**Text to read**.
Binary classification is the most fundamental problem in machine learning. Logistic regression is perhaps the most common technique used for binary classification. Naive Bayes classification and decision tree classification are two other alternatives. Neural networks are more powerful than these alternatives, in both the mathematical sense and ordinary language sense, but neural networks are more complex than the alternatives.

Binary classification looks at input and predicts which of two possible classes it belongs to. For example sentiment analysis, spam detection, and credit-card fraud detection. Such models are trained with datasets labeled with 1s and 0s representing the two classes.

The differences between neural network binary classification and multi-class classification are surprisingly tricky. In this article, I explain two different approaches to implementing neural network binary classification.

**Aim of the task**. Can you output, word for word, the passage of the binary classification text starting at "Binary classification looks" and ending at "the two classes."? Rely only on the binary classification text for your answers.

**Extracted data**.
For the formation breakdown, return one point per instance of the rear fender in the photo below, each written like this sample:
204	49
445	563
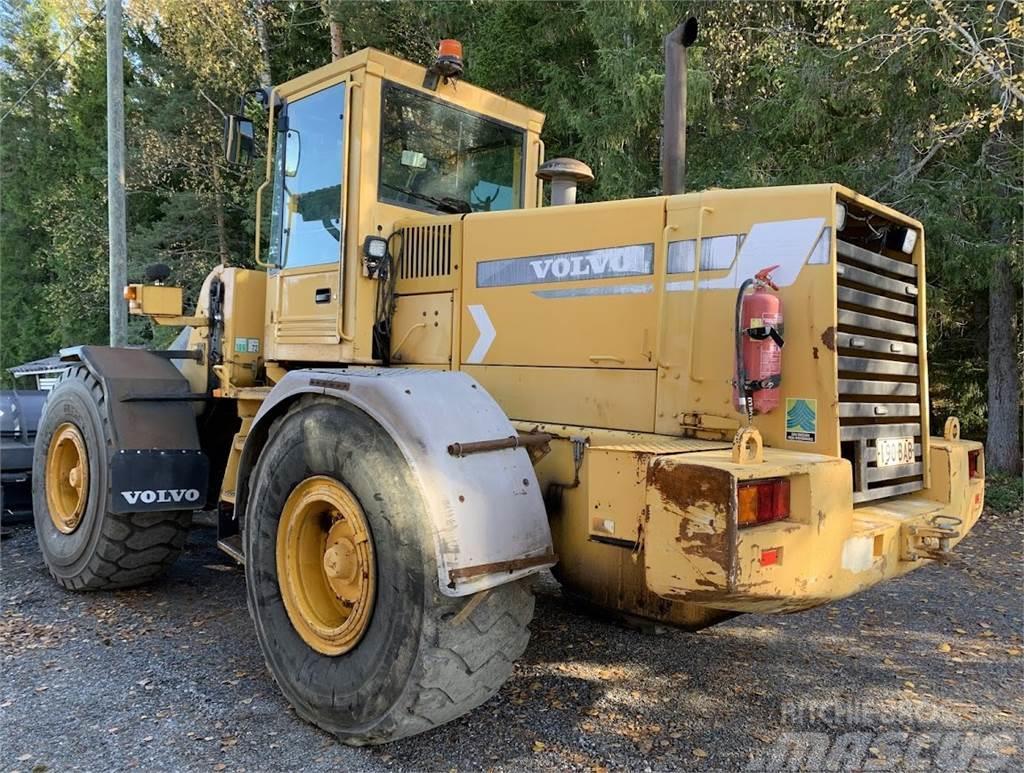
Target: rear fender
485	510
156	462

**Solution to this task**.
Binary classification looks at input and predicts which of two possible classes it belongs to. For example sentiment analysis, spam detection, and credit-card fraud detection. Such models are trained with datasets labeled with 1s and 0s representing the two classes.